[WHAT YOU ARE ASKED TO DO]
Revise the rows from the line that contains "the stone cornice" through the line that contains "<point>446,197</point>", changing "marker" to "dot". Reproduce only those lines, with nothing else altered.
------------------------------------
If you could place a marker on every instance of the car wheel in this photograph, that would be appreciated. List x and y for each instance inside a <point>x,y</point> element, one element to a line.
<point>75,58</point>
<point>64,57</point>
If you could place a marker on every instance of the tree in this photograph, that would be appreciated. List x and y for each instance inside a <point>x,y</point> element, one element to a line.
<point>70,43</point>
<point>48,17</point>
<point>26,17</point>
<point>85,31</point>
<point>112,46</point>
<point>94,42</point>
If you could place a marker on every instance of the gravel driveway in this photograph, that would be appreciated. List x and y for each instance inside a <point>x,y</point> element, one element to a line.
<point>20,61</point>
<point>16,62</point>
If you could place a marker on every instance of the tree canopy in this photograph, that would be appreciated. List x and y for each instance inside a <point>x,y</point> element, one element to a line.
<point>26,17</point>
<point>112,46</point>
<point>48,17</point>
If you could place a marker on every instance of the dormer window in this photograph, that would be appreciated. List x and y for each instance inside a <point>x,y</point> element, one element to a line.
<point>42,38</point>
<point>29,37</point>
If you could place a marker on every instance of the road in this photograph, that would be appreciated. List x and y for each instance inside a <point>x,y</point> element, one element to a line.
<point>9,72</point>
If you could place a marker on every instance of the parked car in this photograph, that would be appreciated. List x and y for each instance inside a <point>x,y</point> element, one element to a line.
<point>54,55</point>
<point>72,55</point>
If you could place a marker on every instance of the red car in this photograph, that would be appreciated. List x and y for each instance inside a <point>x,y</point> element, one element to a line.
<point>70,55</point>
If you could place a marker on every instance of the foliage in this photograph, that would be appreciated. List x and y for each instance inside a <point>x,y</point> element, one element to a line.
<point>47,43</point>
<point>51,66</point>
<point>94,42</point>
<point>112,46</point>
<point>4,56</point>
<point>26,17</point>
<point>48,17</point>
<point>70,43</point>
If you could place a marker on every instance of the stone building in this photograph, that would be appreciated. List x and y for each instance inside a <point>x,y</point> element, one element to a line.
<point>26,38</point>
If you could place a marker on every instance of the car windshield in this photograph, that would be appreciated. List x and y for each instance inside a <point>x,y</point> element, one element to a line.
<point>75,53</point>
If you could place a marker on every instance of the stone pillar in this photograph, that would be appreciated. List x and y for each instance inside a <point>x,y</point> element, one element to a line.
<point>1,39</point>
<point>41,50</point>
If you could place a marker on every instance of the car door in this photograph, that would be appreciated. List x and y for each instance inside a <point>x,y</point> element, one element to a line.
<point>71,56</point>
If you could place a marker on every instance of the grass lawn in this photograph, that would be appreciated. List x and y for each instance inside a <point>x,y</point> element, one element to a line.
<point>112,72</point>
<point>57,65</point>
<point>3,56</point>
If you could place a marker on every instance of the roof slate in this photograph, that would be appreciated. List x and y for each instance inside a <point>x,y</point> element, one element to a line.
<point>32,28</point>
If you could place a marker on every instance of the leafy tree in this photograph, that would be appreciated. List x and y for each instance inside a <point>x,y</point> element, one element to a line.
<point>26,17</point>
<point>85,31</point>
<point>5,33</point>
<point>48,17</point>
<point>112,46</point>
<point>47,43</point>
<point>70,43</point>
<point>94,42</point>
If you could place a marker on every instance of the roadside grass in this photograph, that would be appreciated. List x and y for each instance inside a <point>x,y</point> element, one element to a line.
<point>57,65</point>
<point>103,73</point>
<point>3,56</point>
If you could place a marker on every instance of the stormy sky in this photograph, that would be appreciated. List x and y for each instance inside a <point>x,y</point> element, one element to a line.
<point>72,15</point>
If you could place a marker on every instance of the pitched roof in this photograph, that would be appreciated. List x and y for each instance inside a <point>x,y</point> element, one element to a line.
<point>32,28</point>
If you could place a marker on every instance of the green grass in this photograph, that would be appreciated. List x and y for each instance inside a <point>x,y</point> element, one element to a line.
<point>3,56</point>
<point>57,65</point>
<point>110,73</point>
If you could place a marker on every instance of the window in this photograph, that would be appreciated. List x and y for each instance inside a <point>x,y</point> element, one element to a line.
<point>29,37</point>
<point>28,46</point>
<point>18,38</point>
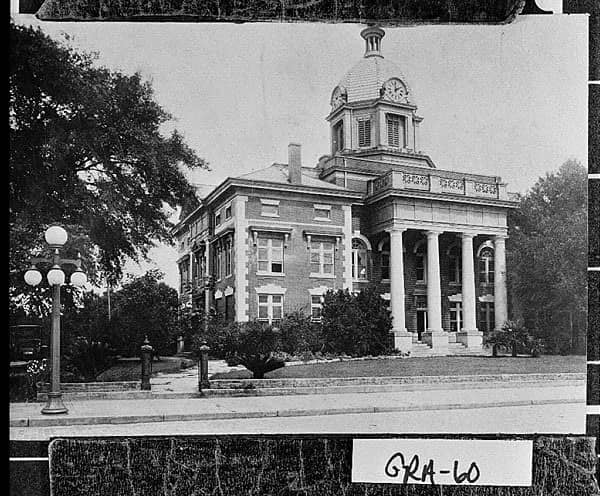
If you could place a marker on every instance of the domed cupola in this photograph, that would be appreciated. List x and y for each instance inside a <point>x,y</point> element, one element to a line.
<point>373,109</point>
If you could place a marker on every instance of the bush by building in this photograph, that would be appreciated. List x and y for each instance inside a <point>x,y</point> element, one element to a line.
<point>254,345</point>
<point>356,324</point>
<point>515,338</point>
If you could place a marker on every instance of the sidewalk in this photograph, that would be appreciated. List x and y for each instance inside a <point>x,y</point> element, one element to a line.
<point>94,412</point>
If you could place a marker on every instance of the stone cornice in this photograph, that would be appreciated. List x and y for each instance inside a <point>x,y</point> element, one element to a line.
<point>446,197</point>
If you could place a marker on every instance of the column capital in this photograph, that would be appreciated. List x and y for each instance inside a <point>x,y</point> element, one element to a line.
<point>395,229</point>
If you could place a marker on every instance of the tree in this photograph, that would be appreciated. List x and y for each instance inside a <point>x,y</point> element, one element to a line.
<point>356,324</point>
<point>547,256</point>
<point>87,150</point>
<point>144,306</point>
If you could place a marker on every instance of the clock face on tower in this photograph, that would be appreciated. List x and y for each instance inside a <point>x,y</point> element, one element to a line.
<point>338,98</point>
<point>394,90</point>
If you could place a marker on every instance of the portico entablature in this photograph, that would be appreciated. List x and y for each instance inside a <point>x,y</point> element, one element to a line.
<point>431,215</point>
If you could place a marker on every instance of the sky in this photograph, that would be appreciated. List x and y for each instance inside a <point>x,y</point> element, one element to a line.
<point>507,100</point>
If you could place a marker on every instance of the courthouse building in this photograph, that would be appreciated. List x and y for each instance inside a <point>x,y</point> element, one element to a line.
<point>374,210</point>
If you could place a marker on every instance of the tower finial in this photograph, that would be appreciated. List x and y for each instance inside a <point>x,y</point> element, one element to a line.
<point>372,36</point>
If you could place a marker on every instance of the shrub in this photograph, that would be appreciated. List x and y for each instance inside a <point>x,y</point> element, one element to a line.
<point>254,345</point>
<point>86,359</point>
<point>358,325</point>
<point>213,332</point>
<point>300,336</point>
<point>514,337</point>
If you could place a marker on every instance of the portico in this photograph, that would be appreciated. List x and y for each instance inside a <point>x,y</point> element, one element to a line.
<point>437,335</point>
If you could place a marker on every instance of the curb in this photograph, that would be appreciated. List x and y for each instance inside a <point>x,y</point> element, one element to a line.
<point>134,419</point>
<point>293,387</point>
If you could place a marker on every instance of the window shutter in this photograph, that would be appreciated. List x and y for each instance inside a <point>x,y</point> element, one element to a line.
<point>395,125</point>
<point>364,133</point>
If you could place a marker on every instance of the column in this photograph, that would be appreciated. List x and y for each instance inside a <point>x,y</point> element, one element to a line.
<point>469,334</point>
<point>240,259</point>
<point>402,338</point>
<point>207,279</point>
<point>500,298</point>
<point>435,335</point>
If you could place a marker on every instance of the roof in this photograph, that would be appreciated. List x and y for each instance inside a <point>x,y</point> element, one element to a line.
<point>278,173</point>
<point>365,79</point>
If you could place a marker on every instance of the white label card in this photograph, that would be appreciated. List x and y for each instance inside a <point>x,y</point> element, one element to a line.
<point>466,462</point>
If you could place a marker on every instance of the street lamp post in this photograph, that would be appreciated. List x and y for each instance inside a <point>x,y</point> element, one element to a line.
<point>56,237</point>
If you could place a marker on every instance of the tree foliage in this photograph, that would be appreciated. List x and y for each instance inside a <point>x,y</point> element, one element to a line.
<point>144,306</point>
<point>87,149</point>
<point>254,345</point>
<point>547,254</point>
<point>356,324</point>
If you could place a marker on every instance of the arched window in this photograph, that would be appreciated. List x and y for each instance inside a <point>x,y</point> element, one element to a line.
<point>486,265</point>
<point>421,261</point>
<point>454,265</point>
<point>359,259</point>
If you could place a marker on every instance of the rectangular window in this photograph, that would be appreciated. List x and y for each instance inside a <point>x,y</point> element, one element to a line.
<point>218,262</point>
<point>184,273</point>
<point>486,317</point>
<point>228,258</point>
<point>229,308</point>
<point>269,208</point>
<point>201,265</point>
<point>270,255</point>
<point>321,258</point>
<point>338,137</point>
<point>315,307</point>
<point>270,308</point>
<point>322,212</point>
<point>385,265</point>
<point>455,316</point>
<point>396,131</point>
<point>364,133</point>
<point>420,267</point>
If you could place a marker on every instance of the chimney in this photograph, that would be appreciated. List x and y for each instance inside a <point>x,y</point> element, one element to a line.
<point>294,163</point>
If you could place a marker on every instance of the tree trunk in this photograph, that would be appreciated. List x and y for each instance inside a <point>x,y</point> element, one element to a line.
<point>571,333</point>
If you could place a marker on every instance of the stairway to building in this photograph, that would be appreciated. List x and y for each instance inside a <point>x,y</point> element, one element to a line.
<point>421,349</point>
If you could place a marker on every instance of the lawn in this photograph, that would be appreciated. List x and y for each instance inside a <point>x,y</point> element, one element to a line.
<point>131,369</point>
<point>457,365</point>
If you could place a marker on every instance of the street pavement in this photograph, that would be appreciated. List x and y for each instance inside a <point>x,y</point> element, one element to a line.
<point>560,418</point>
<point>132,411</point>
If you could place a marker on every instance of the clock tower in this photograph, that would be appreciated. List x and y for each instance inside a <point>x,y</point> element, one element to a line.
<point>373,110</point>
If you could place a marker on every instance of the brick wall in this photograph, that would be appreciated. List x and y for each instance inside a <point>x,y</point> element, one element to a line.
<point>296,280</point>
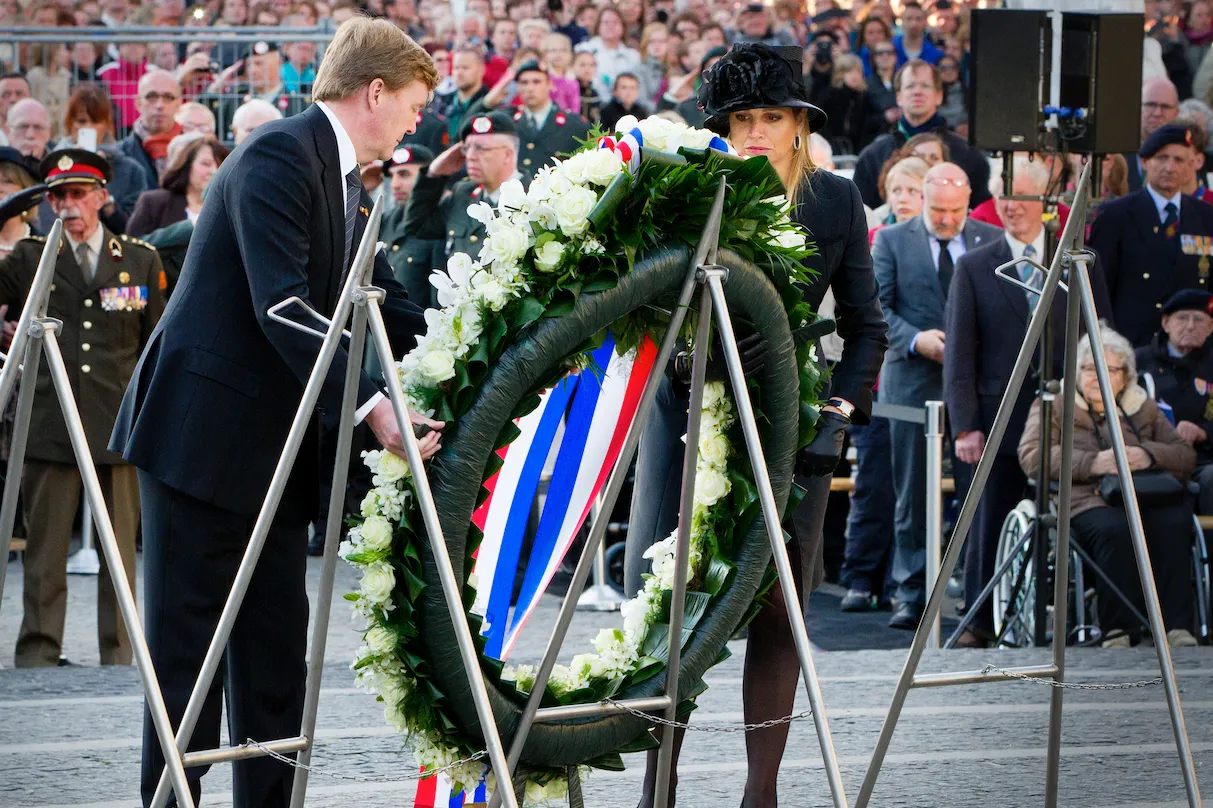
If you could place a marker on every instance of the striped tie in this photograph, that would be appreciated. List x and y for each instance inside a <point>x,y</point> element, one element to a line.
<point>353,193</point>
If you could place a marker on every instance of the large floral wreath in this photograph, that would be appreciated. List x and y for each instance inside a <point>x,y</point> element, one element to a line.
<point>577,229</point>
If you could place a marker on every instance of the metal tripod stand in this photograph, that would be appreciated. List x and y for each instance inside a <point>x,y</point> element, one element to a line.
<point>1075,260</point>
<point>702,272</point>
<point>35,335</point>
<point>363,302</point>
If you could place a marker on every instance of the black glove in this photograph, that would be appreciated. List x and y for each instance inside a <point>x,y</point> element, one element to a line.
<point>821,456</point>
<point>753,358</point>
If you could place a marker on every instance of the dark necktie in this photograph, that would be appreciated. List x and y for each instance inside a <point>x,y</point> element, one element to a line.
<point>945,266</point>
<point>353,193</point>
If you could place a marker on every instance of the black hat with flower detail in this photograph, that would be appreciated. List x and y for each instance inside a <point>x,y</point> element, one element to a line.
<point>753,75</point>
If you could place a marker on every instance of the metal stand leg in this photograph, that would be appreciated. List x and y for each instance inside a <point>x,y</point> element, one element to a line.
<point>775,533</point>
<point>331,542</point>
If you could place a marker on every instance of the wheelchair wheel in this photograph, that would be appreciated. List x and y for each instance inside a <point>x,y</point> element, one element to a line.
<point>1014,619</point>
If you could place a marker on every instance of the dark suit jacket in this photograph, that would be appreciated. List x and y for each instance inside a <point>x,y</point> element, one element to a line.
<point>155,209</point>
<point>1138,263</point>
<point>216,390</point>
<point>985,323</point>
<point>831,211</point>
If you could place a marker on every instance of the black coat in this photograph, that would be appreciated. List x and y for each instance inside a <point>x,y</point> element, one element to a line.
<point>1183,382</point>
<point>831,211</point>
<point>871,160</point>
<point>215,392</point>
<point>985,322</point>
<point>1142,268</point>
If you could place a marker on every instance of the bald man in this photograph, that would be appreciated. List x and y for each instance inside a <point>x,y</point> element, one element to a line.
<point>915,263</point>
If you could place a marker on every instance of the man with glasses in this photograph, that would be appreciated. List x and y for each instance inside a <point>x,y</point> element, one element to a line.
<point>107,294</point>
<point>158,102</point>
<point>1156,240</point>
<point>915,262</point>
<point>1177,369</point>
<point>1160,106</point>
<point>920,95</point>
<point>489,152</point>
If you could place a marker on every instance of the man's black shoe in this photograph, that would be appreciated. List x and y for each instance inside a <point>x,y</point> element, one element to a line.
<point>906,616</point>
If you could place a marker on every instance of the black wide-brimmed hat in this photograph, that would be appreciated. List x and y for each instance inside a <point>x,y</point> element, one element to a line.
<point>753,75</point>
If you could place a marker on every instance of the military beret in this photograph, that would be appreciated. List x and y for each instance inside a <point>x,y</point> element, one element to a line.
<point>409,154</point>
<point>66,166</point>
<point>1189,300</point>
<point>529,66</point>
<point>1163,136</point>
<point>262,47</point>
<point>495,123</point>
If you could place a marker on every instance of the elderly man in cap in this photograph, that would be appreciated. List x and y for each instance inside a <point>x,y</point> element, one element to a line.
<point>488,148</point>
<point>1177,369</point>
<point>107,291</point>
<point>262,70</point>
<point>411,257</point>
<point>1156,240</point>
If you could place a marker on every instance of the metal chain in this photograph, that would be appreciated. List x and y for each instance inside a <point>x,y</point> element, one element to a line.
<point>337,775</point>
<point>1070,686</point>
<point>708,728</point>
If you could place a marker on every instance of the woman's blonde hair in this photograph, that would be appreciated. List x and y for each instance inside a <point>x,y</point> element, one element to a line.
<point>364,50</point>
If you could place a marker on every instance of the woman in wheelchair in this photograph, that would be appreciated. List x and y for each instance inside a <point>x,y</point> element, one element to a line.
<point>1161,461</point>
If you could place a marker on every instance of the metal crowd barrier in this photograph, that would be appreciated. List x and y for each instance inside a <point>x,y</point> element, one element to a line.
<point>40,53</point>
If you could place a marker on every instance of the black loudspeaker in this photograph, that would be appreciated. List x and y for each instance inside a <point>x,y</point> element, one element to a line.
<point>1011,55</point>
<point>1102,75</point>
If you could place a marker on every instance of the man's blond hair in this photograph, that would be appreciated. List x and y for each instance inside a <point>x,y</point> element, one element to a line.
<point>364,50</point>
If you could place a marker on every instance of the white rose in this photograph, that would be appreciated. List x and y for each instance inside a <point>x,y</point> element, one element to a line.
<point>603,166</point>
<point>548,256</point>
<point>391,467</point>
<point>710,487</point>
<point>573,208</point>
<point>381,641</point>
<point>377,582</point>
<point>438,365</point>
<point>713,448</point>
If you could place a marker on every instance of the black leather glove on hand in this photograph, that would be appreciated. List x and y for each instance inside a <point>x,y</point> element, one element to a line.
<point>753,359</point>
<point>821,456</point>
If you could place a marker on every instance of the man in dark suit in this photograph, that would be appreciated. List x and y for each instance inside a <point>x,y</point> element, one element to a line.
<point>986,320</point>
<point>1156,240</point>
<point>212,398</point>
<point>920,95</point>
<point>913,263</point>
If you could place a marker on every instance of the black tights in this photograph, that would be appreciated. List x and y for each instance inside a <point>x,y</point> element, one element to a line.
<point>768,690</point>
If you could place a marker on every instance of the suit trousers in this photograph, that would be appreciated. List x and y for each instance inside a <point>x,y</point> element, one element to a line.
<point>191,553</point>
<point>51,493</point>
<point>1002,493</point>
<point>870,524</point>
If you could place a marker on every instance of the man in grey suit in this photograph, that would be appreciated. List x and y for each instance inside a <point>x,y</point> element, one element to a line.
<point>915,262</point>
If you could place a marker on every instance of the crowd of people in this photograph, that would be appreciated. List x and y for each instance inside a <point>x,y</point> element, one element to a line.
<point>523,81</point>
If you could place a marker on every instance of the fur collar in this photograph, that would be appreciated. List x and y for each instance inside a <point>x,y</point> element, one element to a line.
<point>1132,400</point>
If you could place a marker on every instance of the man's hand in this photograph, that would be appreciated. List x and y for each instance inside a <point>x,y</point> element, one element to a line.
<point>1191,433</point>
<point>382,422</point>
<point>821,456</point>
<point>969,447</point>
<point>448,163</point>
<point>930,345</point>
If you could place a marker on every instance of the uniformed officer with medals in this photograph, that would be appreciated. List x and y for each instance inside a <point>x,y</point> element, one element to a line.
<point>108,294</point>
<point>413,259</point>
<point>544,130</point>
<point>488,148</point>
<point>1177,370</point>
<point>1157,240</point>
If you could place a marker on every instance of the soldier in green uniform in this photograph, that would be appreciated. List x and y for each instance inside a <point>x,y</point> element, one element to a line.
<point>413,259</point>
<point>108,294</point>
<point>488,148</point>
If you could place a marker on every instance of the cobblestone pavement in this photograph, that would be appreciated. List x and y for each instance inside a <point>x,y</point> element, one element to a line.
<point>70,737</point>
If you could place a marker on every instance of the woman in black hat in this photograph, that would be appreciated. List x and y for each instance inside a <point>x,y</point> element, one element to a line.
<point>756,97</point>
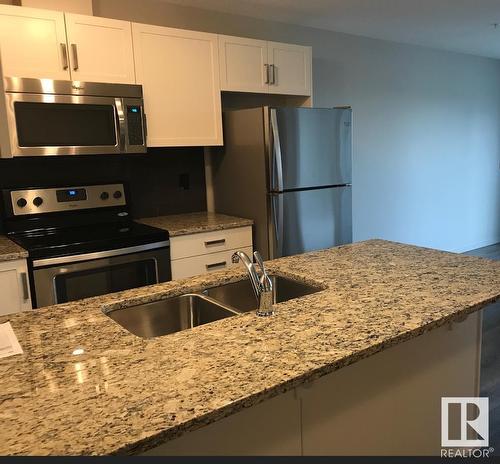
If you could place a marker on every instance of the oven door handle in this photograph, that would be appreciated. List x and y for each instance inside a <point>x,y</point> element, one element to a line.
<point>98,254</point>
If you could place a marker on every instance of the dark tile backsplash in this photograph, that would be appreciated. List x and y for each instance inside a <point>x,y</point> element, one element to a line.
<point>163,181</point>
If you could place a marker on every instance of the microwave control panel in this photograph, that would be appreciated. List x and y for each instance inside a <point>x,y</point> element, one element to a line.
<point>134,125</point>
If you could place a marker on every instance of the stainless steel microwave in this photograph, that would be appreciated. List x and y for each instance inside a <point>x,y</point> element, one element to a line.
<point>50,117</point>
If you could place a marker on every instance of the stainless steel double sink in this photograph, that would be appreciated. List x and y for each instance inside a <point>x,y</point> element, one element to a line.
<point>190,310</point>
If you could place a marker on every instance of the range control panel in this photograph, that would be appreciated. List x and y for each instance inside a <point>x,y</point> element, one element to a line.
<point>54,200</point>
------------------------------------
[SOLUTION TO THIS EXERCISE]
If you could place a dot on every instance of the stone cornice in this photograph, that would be appreciated. List x and y for each instance inside a <point>x,y</point> element, one element to a line.
<point>446,197</point>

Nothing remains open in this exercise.